Opdracht 1 ▸ Waarom gingen de mensen die met de ik-figuur omgingen volgens de tekst over de Kaapverdische eilanden op den duur bijna allemaal op afstand? Beantwoord dit in één tot drie zinnen.
Opdracht 2 ▸ Ga verder met de tekst over de Kaapverdische eilanden, aansluitend op de laatste zin.

Het erge van de armoede op deze eilanden is, dat het maar zo’n klein gebied betreft, waar maar 200.000 mensen leven. Er zou zo gemakkelijk iets aan gedaan kunnen worden. Maar er gebeurt niets, totaal niets. Terwijl de mensen van de eilanden in sloepen de zee opgaan om een enkel visje te verschalken, ligt er in de buurt een grote Japanse vissersvloot, mèt moederschip, die de visrechten in Lissabon voldoet. De eilanden zien daar niets van.
Officieel heet het, dat er in de Portugese gebieden overzee, geen koloniën maar ‘provincies’, geen discriminatie heerst. Maar dat is er natuurlijk wel. Steeds kom je het tegen op allerlei gebieden. De Portugezen, die er zijn, hebben bevoorrechte posities. Tot voor kort waren er in het leger geen Kaap Verdische officieren, de hoogste in rang was korporaal. En zo zijn er veel meer voorbeelden.
Van direct verzet tegen het Portugese bewind is er op deze eilanden geen sprake. Er zijn wel mensen, die contact hebben met de opstandelingen in Guinee b.v. maar er zijn te weinig mogelijkheden voor een guerilla in dit volkomen afgesloten gebied. De P.I.D.E., de Portugese geheime politie is er zeer actief. Ik werd herhaaldelijk geschaduwd, dat was daar niet moeilijk te ontdekken. Ik heb er gen blad voor de mond genomen. Maar de kritiek, die ik op allerlei zaken uitte, vestigde de aandacht op de mensen, die met ons omgingen. Daarom distancieerden ze zich op den duur bijna allemaal van ons. Zo lang wij er waren, zou ze niets gebeuren wisten ze, maar ze waren bang, dat ze na ons vertrek in moeilijkheden zouden komen. ’t Is zo erg, dat een Kaap Verdiër met wie we bevriend waren geraakt, die later in Nederland was, ons niet durfde bezoeken. Ze weten namelijk dat er ook hier P.I.D.E.-mensen werkzaam zijn. Het is een zeer ingrijpend apparaat, dat een enorme invloed op de mensen uitoefent, in hun eigen land, maar ook over de grenzen. […]
De cultuur van vreemde landen is één van de dingen waardoor een reizend kunstenaar gemakkelijker in contact kan komen met de bevolking waartussen hij verkeert. Maar de Cabo Verde is een archipel zonder cultuur. De Portugezen hebben systematisch elke vorm van overgeleverde Afrikaanse cultuur de kop ingedrukt. Er is geen enkele maar dan ook geen enkele vorm van versiering, niets. Ook de Portugezen hebben er niets nagelaten, er is niet één schilder en wat er aan schrijvers of dichters is, valt te verwaarlozen. Want zelfs de taal van de eilanden, het Creools, wordt niet geschreven.”

Gegeven informatie ▸

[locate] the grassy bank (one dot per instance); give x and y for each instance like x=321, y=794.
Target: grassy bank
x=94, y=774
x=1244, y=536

Schriftelijk antwoord 1 ▸ De kritiek van de ik-figuur op allerlei zaken vestigde de aandacht op de mensen die met het gezelschap omgingen. Zolang de bezoekers er waren, zou hun niets overkomen, maar ze vreesden na hun vertrek in moeilijkheden te komen.

Schriftelijk antwoord 2 ▸
Feliciano Siewert (1942 – heden)
Feliciano (Ciano) Siewert wordt in 1942 geboren in Rotterdam. Zijn jeugd is weinig rooskleurig: armoede kenmerkt de oorlogsjaren, in 1944 krijgt hij tuberculose en een jaar later overlijdt zijn vader. Al jong volgt hij tekenlessen en met zestien jaar wordt hij toegelaten tot de Rotterdamse Academie. Hij werkt daarentegen liever in de natuur en zwerft liftend, overal schetsend en aquarellerend, door Europa. Op zijn achttiende emigreert hij met zijn kersverse vrouw naar Australië en volgt er lessen op de Academie van Sydney. Door teleurstellingen keert hij na zeven maanden al terug naar Rotterdam, waar hij met tekenen en aquarelleren de kost verdient.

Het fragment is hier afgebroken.